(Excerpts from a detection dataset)

########

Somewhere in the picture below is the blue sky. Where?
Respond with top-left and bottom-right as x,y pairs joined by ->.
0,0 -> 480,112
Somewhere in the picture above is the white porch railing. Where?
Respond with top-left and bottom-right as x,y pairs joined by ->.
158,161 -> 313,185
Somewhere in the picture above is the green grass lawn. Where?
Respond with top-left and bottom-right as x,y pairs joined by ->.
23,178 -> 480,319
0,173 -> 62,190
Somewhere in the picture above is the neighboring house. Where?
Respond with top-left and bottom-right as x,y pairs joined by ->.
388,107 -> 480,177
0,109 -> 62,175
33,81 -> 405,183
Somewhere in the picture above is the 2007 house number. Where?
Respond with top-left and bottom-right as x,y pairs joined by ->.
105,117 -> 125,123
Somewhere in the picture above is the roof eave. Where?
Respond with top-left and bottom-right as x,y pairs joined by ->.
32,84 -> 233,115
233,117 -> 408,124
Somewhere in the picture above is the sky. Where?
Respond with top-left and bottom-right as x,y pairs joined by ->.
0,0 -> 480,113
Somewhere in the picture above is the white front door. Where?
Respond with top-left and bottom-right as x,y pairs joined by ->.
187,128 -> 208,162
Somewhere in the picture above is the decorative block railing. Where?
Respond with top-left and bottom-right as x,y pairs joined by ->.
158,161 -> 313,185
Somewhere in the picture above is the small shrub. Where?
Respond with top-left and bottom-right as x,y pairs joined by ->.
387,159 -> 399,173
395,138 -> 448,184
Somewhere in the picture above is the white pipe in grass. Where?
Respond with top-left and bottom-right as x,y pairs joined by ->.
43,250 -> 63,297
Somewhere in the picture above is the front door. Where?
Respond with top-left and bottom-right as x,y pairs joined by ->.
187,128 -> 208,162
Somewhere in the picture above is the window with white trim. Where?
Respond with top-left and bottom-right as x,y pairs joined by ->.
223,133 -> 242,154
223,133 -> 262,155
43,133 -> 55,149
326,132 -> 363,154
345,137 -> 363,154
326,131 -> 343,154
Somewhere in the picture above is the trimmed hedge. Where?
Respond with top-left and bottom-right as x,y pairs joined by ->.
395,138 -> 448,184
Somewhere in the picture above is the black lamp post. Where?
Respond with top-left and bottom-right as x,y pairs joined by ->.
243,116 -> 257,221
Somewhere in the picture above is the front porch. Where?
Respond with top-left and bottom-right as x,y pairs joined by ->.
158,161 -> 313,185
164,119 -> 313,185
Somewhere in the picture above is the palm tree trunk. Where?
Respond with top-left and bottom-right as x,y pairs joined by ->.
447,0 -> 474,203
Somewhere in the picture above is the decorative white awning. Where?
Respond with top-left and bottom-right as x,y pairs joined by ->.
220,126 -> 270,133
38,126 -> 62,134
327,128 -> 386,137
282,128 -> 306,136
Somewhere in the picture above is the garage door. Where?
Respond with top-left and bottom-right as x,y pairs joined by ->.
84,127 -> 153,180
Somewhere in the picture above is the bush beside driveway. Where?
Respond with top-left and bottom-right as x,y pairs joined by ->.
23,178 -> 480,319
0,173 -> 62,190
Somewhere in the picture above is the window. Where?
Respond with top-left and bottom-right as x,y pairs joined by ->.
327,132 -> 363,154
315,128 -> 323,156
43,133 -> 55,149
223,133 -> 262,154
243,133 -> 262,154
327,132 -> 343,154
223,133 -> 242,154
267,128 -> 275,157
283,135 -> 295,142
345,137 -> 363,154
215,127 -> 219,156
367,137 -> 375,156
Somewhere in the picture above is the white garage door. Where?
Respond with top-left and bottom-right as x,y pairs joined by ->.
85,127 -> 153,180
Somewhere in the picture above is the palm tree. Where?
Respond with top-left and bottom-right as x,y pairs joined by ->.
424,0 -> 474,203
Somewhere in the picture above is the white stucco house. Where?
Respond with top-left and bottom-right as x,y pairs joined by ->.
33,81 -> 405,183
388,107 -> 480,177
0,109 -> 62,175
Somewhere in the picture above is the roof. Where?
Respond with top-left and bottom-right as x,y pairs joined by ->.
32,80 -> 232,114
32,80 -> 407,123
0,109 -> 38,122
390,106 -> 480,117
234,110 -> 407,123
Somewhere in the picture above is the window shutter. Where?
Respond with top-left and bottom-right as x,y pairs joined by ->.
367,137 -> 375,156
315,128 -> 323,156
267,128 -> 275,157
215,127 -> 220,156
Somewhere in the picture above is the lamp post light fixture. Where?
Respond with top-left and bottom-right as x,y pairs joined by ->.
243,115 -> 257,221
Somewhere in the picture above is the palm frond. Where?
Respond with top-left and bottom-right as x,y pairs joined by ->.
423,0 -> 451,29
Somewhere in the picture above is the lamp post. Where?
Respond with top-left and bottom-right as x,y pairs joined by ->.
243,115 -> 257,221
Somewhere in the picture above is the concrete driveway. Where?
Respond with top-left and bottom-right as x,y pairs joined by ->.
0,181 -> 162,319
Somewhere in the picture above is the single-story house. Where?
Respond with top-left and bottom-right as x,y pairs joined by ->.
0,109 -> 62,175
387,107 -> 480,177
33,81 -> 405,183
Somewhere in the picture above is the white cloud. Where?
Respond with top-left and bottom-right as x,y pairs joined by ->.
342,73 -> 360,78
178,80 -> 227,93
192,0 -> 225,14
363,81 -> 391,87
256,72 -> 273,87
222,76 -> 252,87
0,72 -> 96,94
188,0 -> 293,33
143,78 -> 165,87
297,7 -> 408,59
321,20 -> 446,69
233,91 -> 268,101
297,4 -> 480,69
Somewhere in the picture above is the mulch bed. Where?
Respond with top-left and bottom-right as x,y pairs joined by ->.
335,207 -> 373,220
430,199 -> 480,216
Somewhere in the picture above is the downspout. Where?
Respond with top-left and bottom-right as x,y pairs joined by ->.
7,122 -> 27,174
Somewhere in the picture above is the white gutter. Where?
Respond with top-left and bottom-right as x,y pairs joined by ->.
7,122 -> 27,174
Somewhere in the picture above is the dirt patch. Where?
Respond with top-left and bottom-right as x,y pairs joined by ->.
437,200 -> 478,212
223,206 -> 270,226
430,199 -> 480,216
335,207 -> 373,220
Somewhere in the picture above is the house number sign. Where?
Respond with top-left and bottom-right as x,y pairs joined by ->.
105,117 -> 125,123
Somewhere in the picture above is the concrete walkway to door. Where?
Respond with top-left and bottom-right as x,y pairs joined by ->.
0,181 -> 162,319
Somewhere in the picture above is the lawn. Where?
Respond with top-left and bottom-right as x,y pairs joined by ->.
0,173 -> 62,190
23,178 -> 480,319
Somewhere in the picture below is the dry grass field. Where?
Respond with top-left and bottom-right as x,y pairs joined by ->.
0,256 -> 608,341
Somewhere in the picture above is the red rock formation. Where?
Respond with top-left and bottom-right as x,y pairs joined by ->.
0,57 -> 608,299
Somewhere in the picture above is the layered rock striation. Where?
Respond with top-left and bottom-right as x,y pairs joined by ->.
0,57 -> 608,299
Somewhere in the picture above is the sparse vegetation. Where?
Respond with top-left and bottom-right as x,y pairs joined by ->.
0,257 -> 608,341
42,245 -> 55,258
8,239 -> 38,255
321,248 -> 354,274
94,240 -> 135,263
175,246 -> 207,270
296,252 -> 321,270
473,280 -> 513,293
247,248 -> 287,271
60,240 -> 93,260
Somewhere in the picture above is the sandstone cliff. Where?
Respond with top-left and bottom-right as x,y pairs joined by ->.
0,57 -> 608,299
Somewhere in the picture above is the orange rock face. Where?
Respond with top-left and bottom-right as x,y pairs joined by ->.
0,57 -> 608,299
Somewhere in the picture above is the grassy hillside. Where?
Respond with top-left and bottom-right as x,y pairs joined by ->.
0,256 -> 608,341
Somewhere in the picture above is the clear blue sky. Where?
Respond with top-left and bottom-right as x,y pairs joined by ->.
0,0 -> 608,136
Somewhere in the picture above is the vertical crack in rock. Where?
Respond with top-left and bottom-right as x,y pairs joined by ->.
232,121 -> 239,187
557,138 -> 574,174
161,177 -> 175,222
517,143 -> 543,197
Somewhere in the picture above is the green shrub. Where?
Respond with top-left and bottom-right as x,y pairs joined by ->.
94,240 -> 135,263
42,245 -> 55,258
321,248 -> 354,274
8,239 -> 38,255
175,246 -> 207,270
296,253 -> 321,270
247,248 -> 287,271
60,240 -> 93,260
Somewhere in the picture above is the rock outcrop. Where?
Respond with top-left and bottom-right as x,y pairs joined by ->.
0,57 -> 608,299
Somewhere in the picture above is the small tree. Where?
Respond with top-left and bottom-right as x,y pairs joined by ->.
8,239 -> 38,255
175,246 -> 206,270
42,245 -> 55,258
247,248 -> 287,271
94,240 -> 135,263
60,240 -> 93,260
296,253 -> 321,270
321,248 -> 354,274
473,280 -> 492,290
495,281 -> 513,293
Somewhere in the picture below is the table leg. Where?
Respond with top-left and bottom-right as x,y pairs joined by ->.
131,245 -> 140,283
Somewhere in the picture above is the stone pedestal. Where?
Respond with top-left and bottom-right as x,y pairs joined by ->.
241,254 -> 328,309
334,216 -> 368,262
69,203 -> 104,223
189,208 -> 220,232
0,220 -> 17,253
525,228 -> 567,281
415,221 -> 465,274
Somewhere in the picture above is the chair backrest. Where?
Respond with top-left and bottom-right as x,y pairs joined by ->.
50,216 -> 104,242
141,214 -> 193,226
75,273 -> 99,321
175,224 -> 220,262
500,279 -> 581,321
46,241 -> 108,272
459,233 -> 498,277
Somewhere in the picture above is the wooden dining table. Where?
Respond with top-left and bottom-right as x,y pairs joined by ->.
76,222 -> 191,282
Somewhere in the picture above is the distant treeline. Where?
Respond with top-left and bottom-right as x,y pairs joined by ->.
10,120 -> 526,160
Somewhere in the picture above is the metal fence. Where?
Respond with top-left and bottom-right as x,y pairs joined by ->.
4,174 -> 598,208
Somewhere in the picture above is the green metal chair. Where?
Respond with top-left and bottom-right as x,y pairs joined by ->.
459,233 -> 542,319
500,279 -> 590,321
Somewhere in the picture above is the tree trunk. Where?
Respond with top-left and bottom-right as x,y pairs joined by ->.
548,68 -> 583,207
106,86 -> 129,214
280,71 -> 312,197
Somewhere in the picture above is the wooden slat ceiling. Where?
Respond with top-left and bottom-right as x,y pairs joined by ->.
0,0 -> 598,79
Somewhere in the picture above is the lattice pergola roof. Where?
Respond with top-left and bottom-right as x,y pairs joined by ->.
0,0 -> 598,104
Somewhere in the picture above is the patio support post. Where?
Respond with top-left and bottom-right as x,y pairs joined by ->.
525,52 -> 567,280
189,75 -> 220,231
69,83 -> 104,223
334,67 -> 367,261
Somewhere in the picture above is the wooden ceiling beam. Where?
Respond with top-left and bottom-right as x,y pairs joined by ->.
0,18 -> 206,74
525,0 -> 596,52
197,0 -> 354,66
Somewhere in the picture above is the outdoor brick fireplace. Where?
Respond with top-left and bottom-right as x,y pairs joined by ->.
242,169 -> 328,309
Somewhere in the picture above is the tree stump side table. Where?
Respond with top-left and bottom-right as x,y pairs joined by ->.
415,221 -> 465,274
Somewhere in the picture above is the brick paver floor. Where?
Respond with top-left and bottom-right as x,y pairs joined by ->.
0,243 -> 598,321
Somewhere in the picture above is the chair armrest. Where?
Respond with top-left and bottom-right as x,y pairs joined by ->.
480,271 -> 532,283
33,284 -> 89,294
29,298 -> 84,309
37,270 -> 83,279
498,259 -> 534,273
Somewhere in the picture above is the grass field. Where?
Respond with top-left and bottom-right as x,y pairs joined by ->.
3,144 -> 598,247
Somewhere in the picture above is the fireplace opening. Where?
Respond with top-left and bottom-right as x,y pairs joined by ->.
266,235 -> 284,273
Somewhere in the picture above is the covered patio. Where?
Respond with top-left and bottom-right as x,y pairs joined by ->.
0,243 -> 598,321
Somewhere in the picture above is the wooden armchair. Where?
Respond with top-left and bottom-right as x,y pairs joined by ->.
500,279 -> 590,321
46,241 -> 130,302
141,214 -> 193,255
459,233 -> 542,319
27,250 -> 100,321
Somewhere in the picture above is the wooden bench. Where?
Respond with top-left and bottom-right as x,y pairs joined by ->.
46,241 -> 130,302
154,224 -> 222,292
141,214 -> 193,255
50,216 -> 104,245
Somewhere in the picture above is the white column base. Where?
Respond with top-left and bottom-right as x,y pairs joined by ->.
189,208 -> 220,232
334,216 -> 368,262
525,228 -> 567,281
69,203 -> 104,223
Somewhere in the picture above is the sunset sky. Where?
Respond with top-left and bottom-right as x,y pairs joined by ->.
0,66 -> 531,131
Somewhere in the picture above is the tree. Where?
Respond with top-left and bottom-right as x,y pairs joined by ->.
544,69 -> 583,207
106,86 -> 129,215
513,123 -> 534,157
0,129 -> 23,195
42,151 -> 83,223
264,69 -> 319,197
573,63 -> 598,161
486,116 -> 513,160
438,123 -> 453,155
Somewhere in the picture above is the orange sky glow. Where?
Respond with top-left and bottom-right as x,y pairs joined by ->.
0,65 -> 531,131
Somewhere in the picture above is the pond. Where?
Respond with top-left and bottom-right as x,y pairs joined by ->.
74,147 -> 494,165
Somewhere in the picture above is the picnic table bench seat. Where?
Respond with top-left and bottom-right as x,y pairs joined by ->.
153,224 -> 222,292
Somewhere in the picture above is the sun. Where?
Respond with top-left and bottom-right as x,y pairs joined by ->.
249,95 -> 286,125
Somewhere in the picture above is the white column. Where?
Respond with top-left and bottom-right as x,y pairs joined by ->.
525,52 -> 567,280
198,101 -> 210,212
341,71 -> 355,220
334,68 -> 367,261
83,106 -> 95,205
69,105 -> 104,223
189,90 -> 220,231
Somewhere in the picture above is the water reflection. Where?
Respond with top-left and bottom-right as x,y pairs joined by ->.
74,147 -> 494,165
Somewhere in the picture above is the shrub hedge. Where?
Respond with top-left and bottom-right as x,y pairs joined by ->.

########

STATED EXERCISE: Reproduce the stretch of items from the line that contains "Somewhere in the picture above is the outdoor" through the line that contains "50,216 -> 104,245", requests included, and shift every coordinate in the answers by adding 80 to it.

FULL ANSWER:
Somewhere in the picture above is the outdoor brick fireplace. Where?
Respond with top-left and bottom-right as x,y pairs joined by ->.
322,249 -> 408,389
Somewhere in the picture above is the tree stump side table. Where?
Respond with top-left and bottom-right as x,y pairs joined by ->.
495,301 -> 545,354
Somewhere in the picture above is the brick paver floor. Where?
Respond with top-left and bottom-right as x,y pairs joined by ->.
80,323 -> 678,401
Somewhere in the picture above is the chair armrest. Where?
Respond with top-left and bottom-right as x,y pairs joined by ->.
560,351 -> 612,363
113,364 -> 169,374
109,378 -> 164,389
117,350 -> 163,359
578,339 -> 614,353
Somewhere in the picture above is the grass field. Where?
Respond with top-left and bottom-right as x,y pairs joined by ->.
83,224 -> 678,327
Somewhere in the picture above is the fireplace opening. Where?
Respond with top-left and bottom-right as x,y pairs joined by ->.
346,315 -> 364,353
Somewhere in the picture above is the covered patio. Where?
Respond with top-left and bottom-right as x,y pairs joined by ->.
80,323 -> 678,401
Somewhere in the picture above is the wooden armchair. Where?
Respond with top-left and bottom-right as x,y pairs joined by ->.
580,359 -> 670,401
126,321 -> 210,382
221,294 -> 273,335
539,313 -> 622,399
107,330 -> 180,401
Somewhere in the picture above is the wooden bench. Where?
Respond with top-left and bottom-right as x,y pairs joined by ->.
126,321 -> 210,382
234,304 -> 302,372
221,294 -> 273,335
130,296 -> 184,325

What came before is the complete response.